◆ Source extract ◆
======

NPR's All Things Considered: Today's Episode in the Series, "The Human Edge"

Scott F. Kiesling kiesling at PITT.EDU
Tue Aug 10 19:20:14 UTC 2010


That's how my dude article got so much press. I had a connection to
the press office here at Pitt from publicizing the 'Pittsburghese'
work, and she had asked if I was working on anything else interesting.
I told her I thought folks might find the dude stuff interesting, and 
she told AP. 

So Bruce is right, tell your press office people what you are working on!

SFK

On Tue, Aug 10, 2010 at 02:29:54PM -0400, Bruce Mannheim wrote:
> From: Bruce Mannheim <mannheim at UMICH.EDU>
> Date: Tue, 10 Aug 2010 14:29:54 -0400
> To: "LINGANTH at LISTSERV.LINGUISTLIST.ORG"
>  <LINGANTH at LISTSERV.LINGUISTLIST.ORG>
> Subject: Re: [LINGANTH] NPR's All Things Considered: Today's Episode in
>  the
>  Series, "The Human Edge"

======

◆ Provided material ◆

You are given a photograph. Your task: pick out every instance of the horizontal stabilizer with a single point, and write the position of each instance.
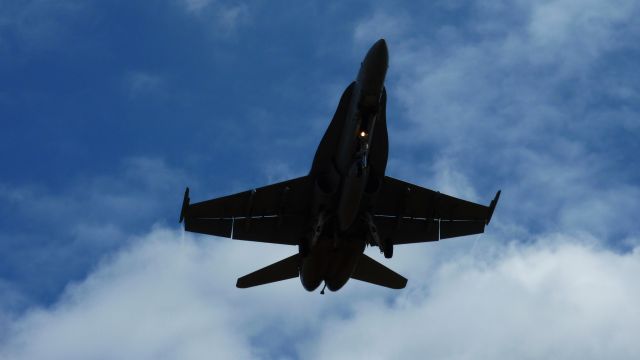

======

◆ Required work ◆
A. List every header field name that appears in the quoted block of the mailing-list message.
B. Answer these questions about the mailing-list message:
(i) To whom did the press office contact pass along the dude work?
(ii) What earlier work had been publicized through the Pitt press office?
(iii) At what time was Bruce Mannheim's message dated?
C. Print the stretch of the mailing-list message from "NPR's All Things Considered: Today's Episode in the" through "are working on!".

◆ Outputs by task ◆
A. From, Date, To, Subject

B.
(i) AP
(ii) The 'Pittsburghese' work
(iii) 14:29:54 -0400 (02:29:54 PM)

C.
NPR's All Things Considered: Today's Episode in the Series, "The Human Edge"

Scott F. Kiesling kiesling at PITT.EDU
Tue Aug 10 19:20:14 UTC 2010


That's how my dude article got so much press. I had a connection to
the press office here at Pitt from publicizing the 'Pittsburghese'
work, and she had asked if I was working on anything else interesting.
I told her I thought folks might find the dude stuff interesting, and 
she told AP. 

So Bruce is right, tell your press office people what you are working on!